EXERCISE 1: From the miniature-basing post, extract the stretch from "Step 1 - house" through "lot, shaken off." word for word.
EXERCISE 2:
Answer these questions from the miniature-basing post:
(a) What material and thickness are the metal bases made of?
(b) What gaming surface do the bases blend with?
(c) Which camera takes the photographs?
EXERCISE 3: Carry on the miniature-basing post from where it ends.

PROVIDED PASSAGE:

Finished figures not yet based.



My basing is pretty simple. The base material I use are metal cuts made of 1.6mm Galv Steel. This is undercoated with a spray can color called yellow oxide, as this is close to my base color. I use a house paint color that matches my table surface and use this to edge my metal bases. Then I apply the paint with a touch of white glue mixed in, sprinkle on some woodland scenic Burnt Grass in patches and then flock with a sand mix that includes small rocks, ballast, etc for texture. After a few minutes of shaking off the texture, which by now has 'set' enough to stick to the base, I run my finger around the edge to get a crisp, sharp edge of flock right up to the base edges - nice an clean! It’s a very simple but effective base method that is fast and blends well with my gaming surface (which is the MKP desert mat). If I’m feeling a touch inspired I’ll add some Silfor type grass effects, but not always.

Step 1 - house paint plus PVA - leave goop around feet for a contrast.


Step 2 - Burnt Grass course texture liberally 'dumped' on the base...then shaken off.


Step 3 - sand mixture 'dumped' over the lot, shaken off.

So there you have it, my method for painting figures as you see them on this blog. Quick, fast, and well protected from damage. The importance of the sculpt you work with makes quite a difference as the goop highlights all the good and bad things about the sculpt you use.

Good luck!








  1. Fabulous! Thanks for the write-up, very useful.

    What type of lighting and lens do you use for your photographs? they are very good.

    1. Hi Jonathon,

      The camera is Panasonic Lumix DMC-TZ6. I take pics with natural morning light and also overhead 'down lights'. Sometimes to create an effect I might use a hand-held spot light.

      I'm no expert by any stretch but just use trial and error - you only see the pics that turned out

  2. Great article -you've really used the Army Painter effectively on these figures and provided a great guide re the paints and techniques.
    Really enjoying your blog and must get my Foundry Sumerian chariots castings out very soon I think.

    1. ...glad you are enjoying the blog and thanks for the support....please do get those chariots out as I think they are a rare beast - I'd like to see them now that they might become available again.



  3. Excellent figures and tutorial! I'm a 15mm guy but when I go to 28mm, I have your page bookmarked. Thanks for sharing!

    1. Hi Monty,

      Thanks. The same techniques can off course be applied to any figures...maybe even 15mm which I haven't yet tried. This method does I believe give good results for the effort put in....there's nothing like getting it done!

SOURCE INFORMATION:
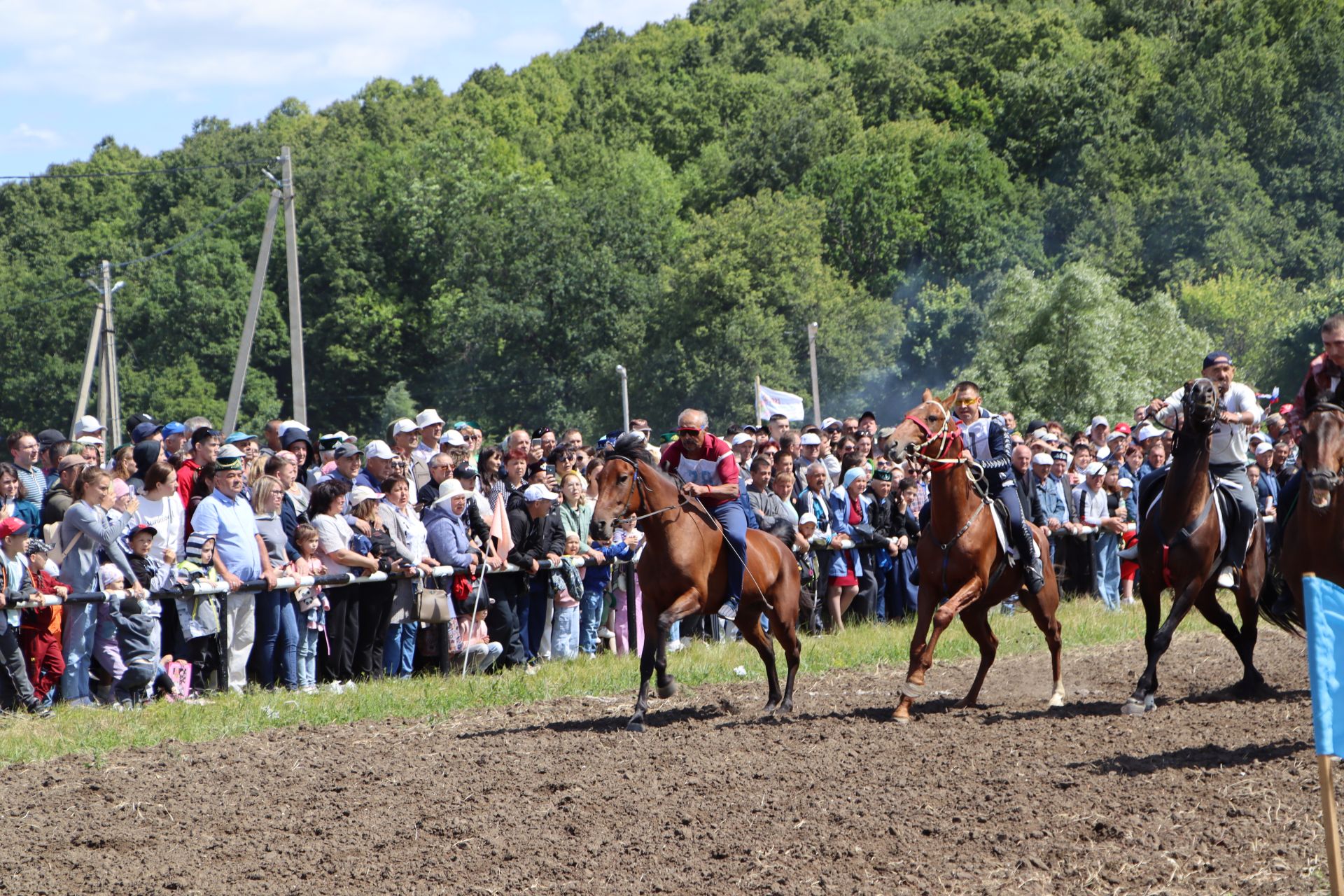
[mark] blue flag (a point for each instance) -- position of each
(1324, 606)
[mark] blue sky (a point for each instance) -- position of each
(73, 71)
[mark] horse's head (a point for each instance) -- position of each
(1199, 406)
(619, 486)
(1322, 451)
(927, 421)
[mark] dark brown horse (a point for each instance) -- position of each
(1179, 548)
(682, 571)
(1313, 536)
(960, 558)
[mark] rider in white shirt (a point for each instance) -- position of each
(1238, 415)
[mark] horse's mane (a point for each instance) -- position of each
(632, 448)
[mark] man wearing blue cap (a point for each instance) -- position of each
(1238, 415)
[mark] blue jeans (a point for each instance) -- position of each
(734, 523)
(78, 626)
(1107, 568)
(308, 657)
(277, 626)
(400, 649)
(590, 618)
(565, 633)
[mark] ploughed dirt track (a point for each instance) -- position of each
(1205, 796)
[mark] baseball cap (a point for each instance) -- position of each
(13, 526)
(448, 488)
(144, 431)
(378, 450)
(429, 416)
(362, 493)
(229, 458)
(88, 425)
(69, 461)
(536, 492)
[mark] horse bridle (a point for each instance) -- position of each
(644, 492)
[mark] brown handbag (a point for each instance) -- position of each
(432, 606)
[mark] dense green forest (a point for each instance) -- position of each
(1069, 200)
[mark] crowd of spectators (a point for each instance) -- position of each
(183, 503)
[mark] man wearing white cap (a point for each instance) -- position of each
(430, 426)
(88, 425)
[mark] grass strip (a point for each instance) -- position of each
(93, 732)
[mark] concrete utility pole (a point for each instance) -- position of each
(235, 390)
(816, 391)
(296, 315)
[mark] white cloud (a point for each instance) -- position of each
(109, 51)
(24, 136)
(626, 15)
(530, 43)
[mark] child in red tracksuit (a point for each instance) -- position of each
(39, 629)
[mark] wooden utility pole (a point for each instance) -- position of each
(90, 360)
(113, 425)
(296, 316)
(235, 390)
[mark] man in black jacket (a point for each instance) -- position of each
(542, 538)
(1027, 485)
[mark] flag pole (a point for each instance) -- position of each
(1331, 822)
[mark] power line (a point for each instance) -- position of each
(143, 258)
(139, 174)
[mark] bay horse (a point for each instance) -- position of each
(961, 564)
(1179, 548)
(682, 571)
(1313, 535)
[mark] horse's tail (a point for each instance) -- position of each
(1265, 603)
(784, 531)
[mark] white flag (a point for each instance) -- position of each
(774, 402)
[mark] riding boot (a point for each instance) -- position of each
(1031, 566)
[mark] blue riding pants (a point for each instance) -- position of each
(734, 523)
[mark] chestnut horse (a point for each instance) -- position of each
(682, 571)
(1313, 536)
(961, 564)
(1179, 547)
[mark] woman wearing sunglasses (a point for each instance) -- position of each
(710, 472)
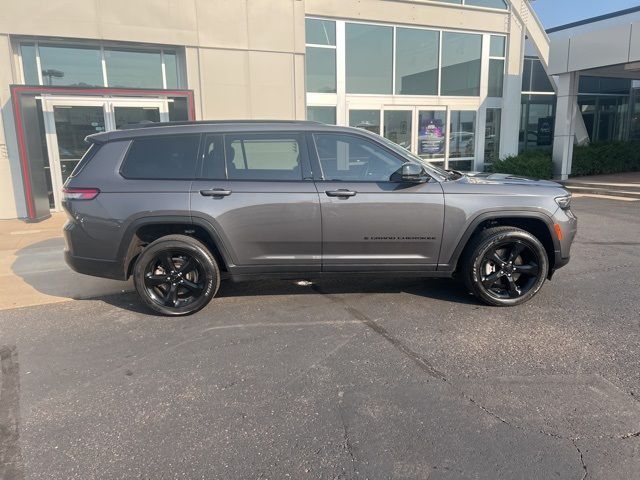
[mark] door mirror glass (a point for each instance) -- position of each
(413, 173)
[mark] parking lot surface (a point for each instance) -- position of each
(352, 378)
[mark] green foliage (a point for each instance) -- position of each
(607, 157)
(532, 163)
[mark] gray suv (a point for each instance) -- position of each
(183, 206)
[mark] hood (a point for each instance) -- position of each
(507, 179)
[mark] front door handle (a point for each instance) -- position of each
(340, 193)
(215, 192)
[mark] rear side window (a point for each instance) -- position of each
(88, 155)
(264, 156)
(170, 157)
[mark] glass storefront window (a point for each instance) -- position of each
(496, 77)
(321, 70)
(492, 135)
(487, 3)
(461, 60)
(497, 47)
(366, 119)
(29, 64)
(320, 32)
(462, 136)
(77, 66)
(417, 61)
(171, 69)
(131, 68)
(369, 58)
(534, 77)
(537, 122)
(432, 131)
(397, 127)
(325, 115)
(88, 66)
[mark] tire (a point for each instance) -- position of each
(176, 275)
(505, 266)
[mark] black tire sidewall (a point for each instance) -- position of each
(190, 246)
(477, 260)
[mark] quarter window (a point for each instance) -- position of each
(350, 158)
(264, 157)
(168, 157)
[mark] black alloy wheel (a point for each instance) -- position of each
(505, 266)
(174, 278)
(176, 275)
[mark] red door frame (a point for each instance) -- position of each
(18, 90)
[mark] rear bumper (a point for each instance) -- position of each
(94, 267)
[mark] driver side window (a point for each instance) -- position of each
(352, 159)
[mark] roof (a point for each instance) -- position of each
(209, 126)
(600, 18)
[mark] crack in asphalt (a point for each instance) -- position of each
(584, 466)
(425, 366)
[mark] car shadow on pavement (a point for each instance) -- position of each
(41, 265)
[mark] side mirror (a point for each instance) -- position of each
(413, 173)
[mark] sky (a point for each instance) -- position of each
(560, 12)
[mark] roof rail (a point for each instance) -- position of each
(147, 124)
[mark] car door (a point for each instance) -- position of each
(253, 191)
(371, 220)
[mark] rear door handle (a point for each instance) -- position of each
(215, 192)
(340, 193)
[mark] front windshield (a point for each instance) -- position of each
(429, 167)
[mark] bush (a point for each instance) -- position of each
(532, 163)
(603, 158)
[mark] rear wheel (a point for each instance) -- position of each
(176, 275)
(505, 266)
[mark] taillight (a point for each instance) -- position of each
(80, 193)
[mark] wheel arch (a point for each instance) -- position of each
(143, 231)
(536, 223)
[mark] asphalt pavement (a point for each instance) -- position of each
(358, 378)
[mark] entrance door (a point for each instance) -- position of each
(420, 129)
(69, 120)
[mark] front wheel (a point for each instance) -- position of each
(505, 266)
(176, 275)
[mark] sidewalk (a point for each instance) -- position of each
(32, 267)
(619, 186)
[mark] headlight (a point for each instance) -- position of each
(564, 202)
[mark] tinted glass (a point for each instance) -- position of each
(497, 46)
(320, 32)
(492, 135)
(365, 119)
(496, 77)
(264, 157)
(321, 70)
(461, 54)
(397, 127)
(171, 69)
(130, 68)
(501, 4)
(349, 158)
(417, 61)
(539, 79)
(171, 157)
(71, 66)
(213, 158)
(322, 114)
(369, 58)
(29, 65)
(132, 115)
(462, 134)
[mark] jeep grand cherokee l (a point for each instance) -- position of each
(183, 206)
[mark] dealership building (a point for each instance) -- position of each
(458, 82)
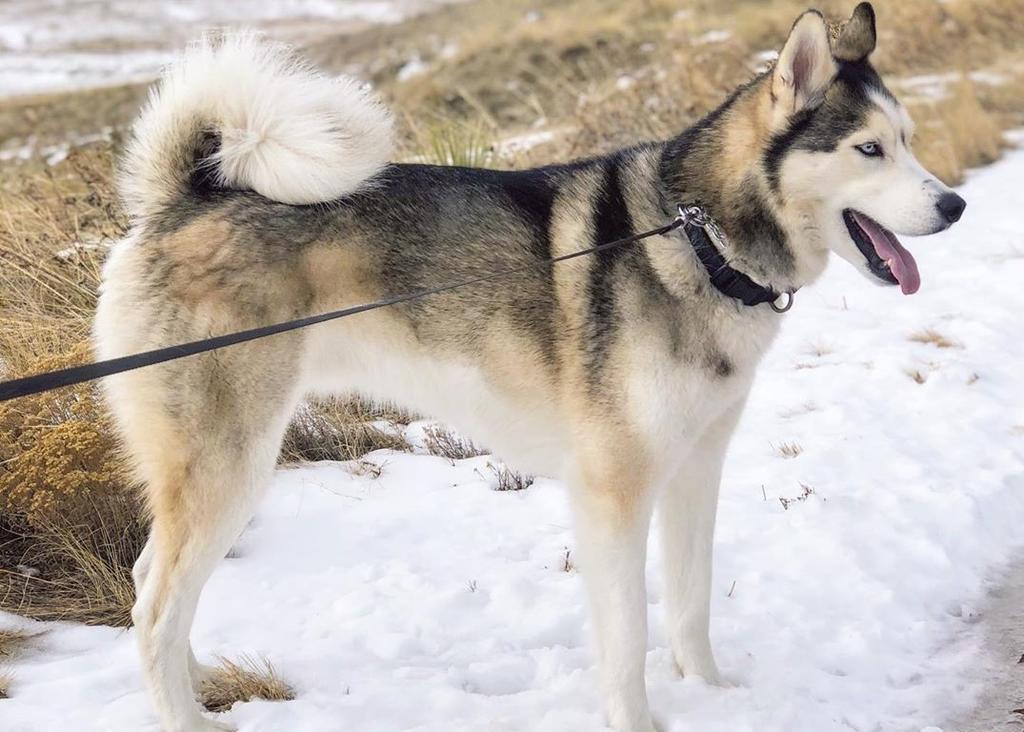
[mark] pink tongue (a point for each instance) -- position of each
(901, 262)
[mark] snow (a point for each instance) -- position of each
(425, 600)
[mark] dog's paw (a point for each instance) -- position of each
(201, 723)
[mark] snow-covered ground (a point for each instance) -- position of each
(54, 45)
(424, 600)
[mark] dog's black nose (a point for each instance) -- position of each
(951, 207)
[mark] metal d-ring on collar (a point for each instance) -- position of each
(701, 230)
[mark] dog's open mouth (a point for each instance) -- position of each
(887, 258)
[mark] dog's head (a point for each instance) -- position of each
(840, 152)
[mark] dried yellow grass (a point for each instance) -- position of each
(934, 338)
(249, 678)
(788, 449)
(11, 643)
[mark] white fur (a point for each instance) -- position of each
(286, 130)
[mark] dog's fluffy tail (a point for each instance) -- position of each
(242, 113)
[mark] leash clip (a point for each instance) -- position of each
(788, 295)
(696, 215)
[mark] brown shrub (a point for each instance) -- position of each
(71, 525)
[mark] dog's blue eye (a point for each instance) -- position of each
(871, 149)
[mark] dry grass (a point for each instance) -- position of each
(508, 479)
(341, 430)
(934, 338)
(245, 680)
(445, 443)
(806, 491)
(11, 643)
(918, 376)
(80, 572)
(788, 449)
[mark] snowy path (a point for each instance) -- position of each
(423, 600)
(999, 674)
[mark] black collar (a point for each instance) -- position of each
(727, 281)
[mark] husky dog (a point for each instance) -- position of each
(261, 190)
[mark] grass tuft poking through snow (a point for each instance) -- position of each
(509, 479)
(11, 643)
(341, 430)
(249, 678)
(935, 338)
(445, 443)
(788, 449)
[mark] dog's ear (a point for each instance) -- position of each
(856, 41)
(805, 67)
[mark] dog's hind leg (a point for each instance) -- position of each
(198, 673)
(205, 437)
(612, 515)
(194, 526)
(686, 513)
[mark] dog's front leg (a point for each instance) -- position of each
(611, 523)
(686, 514)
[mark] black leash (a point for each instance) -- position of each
(692, 218)
(699, 228)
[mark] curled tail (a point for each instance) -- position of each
(249, 114)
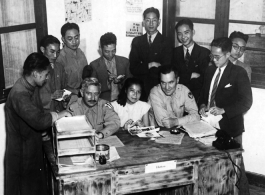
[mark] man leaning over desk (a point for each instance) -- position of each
(169, 100)
(101, 116)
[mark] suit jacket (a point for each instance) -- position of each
(142, 53)
(233, 94)
(246, 67)
(198, 63)
(99, 70)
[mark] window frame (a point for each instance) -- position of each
(41, 30)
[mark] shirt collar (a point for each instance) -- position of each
(190, 48)
(70, 52)
(153, 36)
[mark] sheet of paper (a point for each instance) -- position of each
(73, 123)
(111, 141)
(74, 143)
(199, 129)
(114, 155)
(169, 138)
(66, 93)
(212, 120)
(151, 133)
(161, 166)
(208, 140)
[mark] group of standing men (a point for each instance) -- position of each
(178, 81)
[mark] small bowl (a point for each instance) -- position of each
(102, 150)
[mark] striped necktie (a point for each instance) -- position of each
(215, 85)
(187, 58)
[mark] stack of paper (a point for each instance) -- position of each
(73, 123)
(168, 138)
(199, 129)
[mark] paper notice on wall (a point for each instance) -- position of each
(134, 7)
(77, 11)
(134, 29)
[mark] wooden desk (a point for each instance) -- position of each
(209, 170)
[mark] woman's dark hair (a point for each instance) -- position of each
(35, 62)
(122, 97)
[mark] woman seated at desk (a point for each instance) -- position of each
(129, 105)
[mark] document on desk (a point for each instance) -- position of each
(74, 143)
(73, 123)
(160, 166)
(169, 138)
(111, 141)
(199, 129)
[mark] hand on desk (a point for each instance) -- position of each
(169, 122)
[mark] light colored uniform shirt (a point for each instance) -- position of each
(73, 65)
(102, 118)
(174, 106)
(134, 111)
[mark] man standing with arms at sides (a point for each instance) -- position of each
(150, 51)
(227, 92)
(190, 59)
(111, 70)
(71, 57)
(169, 100)
(57, 81)
(239, 42)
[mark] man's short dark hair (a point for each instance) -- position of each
(238, 34)
(151, 10)
(35, 62)
(68, 26)
(168, 69)
(108, 39)
(47, 40)
(224, 43)
(184, 21)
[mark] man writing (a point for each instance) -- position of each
(102, 118)
(227, 92)
(150, 51)
(169, 100)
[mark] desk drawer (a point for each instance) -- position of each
(134, 179)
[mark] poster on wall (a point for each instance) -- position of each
(77, 11)
(134, 29)
(134, 6)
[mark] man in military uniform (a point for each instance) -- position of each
(169, 100)
(99, 113)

RESPONSE AREA 1:
Step 1 - house paint plus PVA - leave goop around feet for a contrast.


Step 2 - Burnt Grass course texture liberally 'dumped' on the base...then shaken off.


Step 3 - sand mixture 'dumped' over the lot, shaken off.

RESPONSE AREA 2:
(a) 1.6mm galvanized steel
(b) The MKP desert mat
(c) A Panasonic Lumix DMC-TZ6

RESPONSE AREA 3:
  4. Great instructions, painting and photos. Have you tried the AP acrylic inks? Has the same results but are not as toxic and dries faster then the petroleum based AP.

    1. Hi Cyrus,

      Thanks and I hope there's at least one useful idea in there for you :-)

      I hadn't heard of the AP inks but on your recommendation I shall pick up some this week and give them a crack.

      Thanks for the tip!



  5. I have just used these techniques to paint my Egyptians and it worked perfectly - many thanks.


    1. Excellent my Lord!

      Do you have any pics on a blog for a bit of a look-see?


      Happy W

  6. Hello!

    I really, really enjoy your blog and refer to it quite often.

    Something I've been curious about though....why did you decide to go with bronze helmets as well as bronze discs on the shields and cloaks instead of copper? I prefer the bronze but am curious.

  7. Larry,

    Sorry for not slipped past me. Apologies.

    The 'bronze' is kind of the copper colour I prefer. There are various shades and looks to these metals and to me the metallic colour I settled on gave me the best aesthetic and to my eye, a representation of bronze viewed from afar after much campaigning i.e. not shiny and new.

    The colour also takes an army dip painter wash very well.

    Glad the blog is being of some use with the content thus far...


    Happy W

  8. No worries...I was just curious. Besides, I plan to do the same as you!

    Funny you should reply when you did though, the day before I read that the copper helmets found by Wooley were actually a very early form of bronze!